Preimplantation genetic diagnosis
Preimplantation genetic diagnosis (PGD) is defined as the genetic screening of cells from an embryo created through in vitro fertilization and prior to being transferred into the womb. For this purpose, single cells are taken from the embryo at a very early stage and screened for the presence of certain chromosome defects or genetic disorders. Depending on the results, the embryo is then implanted or not.
The legal status of PGD ranges in Europe from explicit prohibition to relatively far-reaching permissibility. The German Embryo Protection Act (Embryonenschutzgesetz, ESchG) considers the practice of PGD a punishable offense as a matter of principle. However, under certain circumstances, it is permitted in authorized centers for preimplantation genetic diagnosis. Prerequisites include a high risk of a serious genetic disease for the person conceived, the provision of comprehensive information, and counseling on the medical, psychological, and social consequences involved.

*Extracted records:*
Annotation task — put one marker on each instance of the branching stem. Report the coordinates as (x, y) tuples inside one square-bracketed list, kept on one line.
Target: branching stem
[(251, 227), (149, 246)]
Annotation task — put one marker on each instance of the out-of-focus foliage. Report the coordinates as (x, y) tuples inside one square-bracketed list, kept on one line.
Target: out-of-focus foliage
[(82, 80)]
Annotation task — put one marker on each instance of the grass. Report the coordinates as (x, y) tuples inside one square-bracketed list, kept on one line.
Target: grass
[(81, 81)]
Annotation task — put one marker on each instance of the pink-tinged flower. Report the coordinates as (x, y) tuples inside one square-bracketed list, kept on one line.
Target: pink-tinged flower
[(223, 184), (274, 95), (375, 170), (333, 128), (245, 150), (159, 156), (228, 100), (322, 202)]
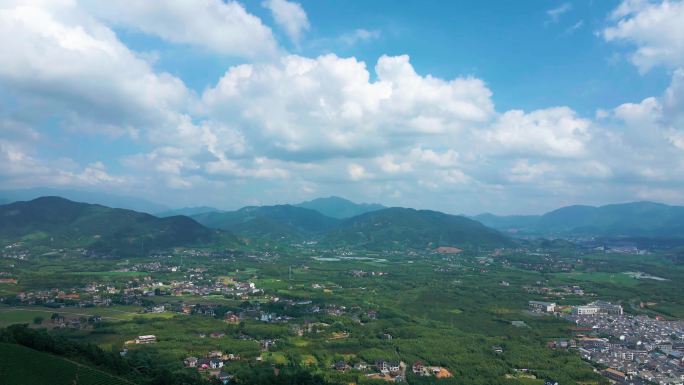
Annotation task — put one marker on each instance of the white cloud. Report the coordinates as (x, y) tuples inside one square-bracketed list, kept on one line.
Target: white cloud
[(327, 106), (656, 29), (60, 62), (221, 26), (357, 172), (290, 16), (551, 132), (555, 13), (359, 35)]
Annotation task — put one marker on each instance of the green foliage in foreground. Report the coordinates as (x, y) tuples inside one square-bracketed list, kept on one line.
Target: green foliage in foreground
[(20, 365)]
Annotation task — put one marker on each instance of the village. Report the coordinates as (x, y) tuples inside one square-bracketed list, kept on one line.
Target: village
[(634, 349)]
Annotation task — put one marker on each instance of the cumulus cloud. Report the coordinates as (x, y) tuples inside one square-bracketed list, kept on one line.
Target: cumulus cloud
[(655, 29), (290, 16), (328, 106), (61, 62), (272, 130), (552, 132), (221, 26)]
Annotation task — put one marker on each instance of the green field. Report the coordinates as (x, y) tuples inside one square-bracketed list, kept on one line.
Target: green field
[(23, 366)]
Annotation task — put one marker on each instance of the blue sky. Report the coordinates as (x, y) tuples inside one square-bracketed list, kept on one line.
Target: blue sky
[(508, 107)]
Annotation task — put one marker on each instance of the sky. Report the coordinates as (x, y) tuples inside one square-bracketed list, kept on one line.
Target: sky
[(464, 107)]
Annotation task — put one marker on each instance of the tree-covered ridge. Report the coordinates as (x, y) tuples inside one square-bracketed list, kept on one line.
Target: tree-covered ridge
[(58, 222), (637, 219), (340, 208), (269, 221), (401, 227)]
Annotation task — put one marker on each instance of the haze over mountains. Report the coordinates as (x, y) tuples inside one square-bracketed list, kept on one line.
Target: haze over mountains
* * *
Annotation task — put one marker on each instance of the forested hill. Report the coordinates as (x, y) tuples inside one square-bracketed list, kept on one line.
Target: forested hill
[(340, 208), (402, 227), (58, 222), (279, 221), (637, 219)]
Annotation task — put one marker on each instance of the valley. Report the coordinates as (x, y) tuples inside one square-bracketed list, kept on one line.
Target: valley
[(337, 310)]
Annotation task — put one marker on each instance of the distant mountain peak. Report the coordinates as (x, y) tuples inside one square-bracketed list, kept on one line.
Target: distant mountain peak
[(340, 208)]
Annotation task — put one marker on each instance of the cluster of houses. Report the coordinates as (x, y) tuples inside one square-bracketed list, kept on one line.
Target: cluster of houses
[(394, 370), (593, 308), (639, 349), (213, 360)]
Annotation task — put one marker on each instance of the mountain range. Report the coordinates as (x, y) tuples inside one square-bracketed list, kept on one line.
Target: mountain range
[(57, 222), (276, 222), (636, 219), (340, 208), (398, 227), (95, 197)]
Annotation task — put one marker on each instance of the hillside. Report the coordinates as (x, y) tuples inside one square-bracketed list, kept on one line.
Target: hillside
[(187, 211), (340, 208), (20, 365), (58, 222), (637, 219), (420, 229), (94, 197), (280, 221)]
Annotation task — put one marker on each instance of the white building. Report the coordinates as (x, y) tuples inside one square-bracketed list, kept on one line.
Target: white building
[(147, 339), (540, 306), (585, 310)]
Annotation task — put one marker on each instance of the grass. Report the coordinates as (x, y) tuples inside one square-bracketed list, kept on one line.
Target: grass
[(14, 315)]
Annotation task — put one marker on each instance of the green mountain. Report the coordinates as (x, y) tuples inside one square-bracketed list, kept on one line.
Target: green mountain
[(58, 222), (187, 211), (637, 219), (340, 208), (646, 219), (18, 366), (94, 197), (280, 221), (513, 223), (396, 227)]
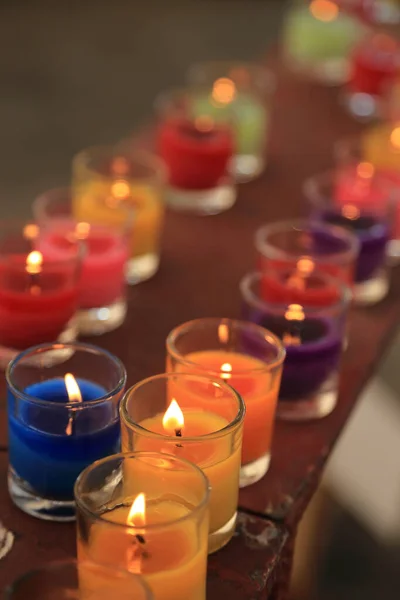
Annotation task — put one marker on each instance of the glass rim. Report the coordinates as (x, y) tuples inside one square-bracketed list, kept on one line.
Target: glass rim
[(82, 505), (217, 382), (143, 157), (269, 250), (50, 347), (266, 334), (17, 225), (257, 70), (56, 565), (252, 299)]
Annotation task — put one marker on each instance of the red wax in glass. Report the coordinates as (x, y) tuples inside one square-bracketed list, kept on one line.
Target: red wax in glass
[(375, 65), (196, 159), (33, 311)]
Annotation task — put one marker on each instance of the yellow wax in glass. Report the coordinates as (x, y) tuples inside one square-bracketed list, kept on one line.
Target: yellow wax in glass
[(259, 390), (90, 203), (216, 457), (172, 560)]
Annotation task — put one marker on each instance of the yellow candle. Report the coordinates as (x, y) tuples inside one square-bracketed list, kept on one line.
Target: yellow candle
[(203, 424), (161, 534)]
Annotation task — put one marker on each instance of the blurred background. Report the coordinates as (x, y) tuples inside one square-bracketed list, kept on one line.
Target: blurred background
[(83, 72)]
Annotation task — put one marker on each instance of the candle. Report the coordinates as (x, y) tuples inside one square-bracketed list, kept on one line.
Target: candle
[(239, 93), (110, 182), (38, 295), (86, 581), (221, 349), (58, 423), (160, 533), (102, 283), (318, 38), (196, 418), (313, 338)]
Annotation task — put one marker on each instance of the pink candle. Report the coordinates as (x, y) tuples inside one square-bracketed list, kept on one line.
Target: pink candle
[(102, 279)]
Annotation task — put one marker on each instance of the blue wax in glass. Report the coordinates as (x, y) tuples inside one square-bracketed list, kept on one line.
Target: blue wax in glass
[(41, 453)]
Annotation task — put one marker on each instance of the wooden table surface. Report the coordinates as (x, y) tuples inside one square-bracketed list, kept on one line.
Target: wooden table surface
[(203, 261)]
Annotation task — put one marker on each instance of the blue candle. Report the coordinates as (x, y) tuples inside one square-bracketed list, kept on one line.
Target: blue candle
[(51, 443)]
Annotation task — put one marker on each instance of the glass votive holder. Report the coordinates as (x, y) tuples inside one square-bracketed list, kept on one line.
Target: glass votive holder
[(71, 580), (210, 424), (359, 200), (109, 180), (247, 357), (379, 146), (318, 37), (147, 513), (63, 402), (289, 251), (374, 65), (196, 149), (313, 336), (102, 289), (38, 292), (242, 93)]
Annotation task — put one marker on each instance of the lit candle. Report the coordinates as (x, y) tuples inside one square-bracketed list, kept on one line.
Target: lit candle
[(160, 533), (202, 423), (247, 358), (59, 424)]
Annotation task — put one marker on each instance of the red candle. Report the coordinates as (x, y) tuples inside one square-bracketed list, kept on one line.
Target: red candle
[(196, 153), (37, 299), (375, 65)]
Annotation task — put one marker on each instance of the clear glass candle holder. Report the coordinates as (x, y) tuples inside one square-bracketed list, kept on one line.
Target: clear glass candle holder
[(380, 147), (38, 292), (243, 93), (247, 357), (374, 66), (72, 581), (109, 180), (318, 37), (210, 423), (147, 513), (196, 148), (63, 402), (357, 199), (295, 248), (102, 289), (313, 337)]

*Questions to answer:*
- A) Please answer these questions from the text on preimplantation genetic diagnosis:
(i) What is taken from the embryo at a very early stage for screening?
(ii) Which German law considers the practice of PGD a punishable offense as a matter of principle?
(iii) Where may PGD be carried out in Germany under certain circumstances?
- B) Continue the text on preimplantation genetic diagnosis from its last sentence.

*Outputs by task:*
- A)
(i) Single cells.
(ii) The German Embryo Protection Act (Embryonenschutzgesetz, ESchG).
(iii) In authorized centers for preimplantation genetic diagnosis.

- B)
Discussions mainly concern the moral and legal status of embryos, the role and rights of women, and the effects of PGD on society. As yet, there are still controversies in society on whether PGD should be made available and, if so, under what circumstances. Concrete scenarios are also subject to debate. These include the question as to whether PGD should be permitted for the purpose of evaluating the suitability of a certain embryo as a potential donor for a sick older sibling (so-called “savior siblings"). In Germany, experiences with PGD are being analyzed in order to evaluate the consequences.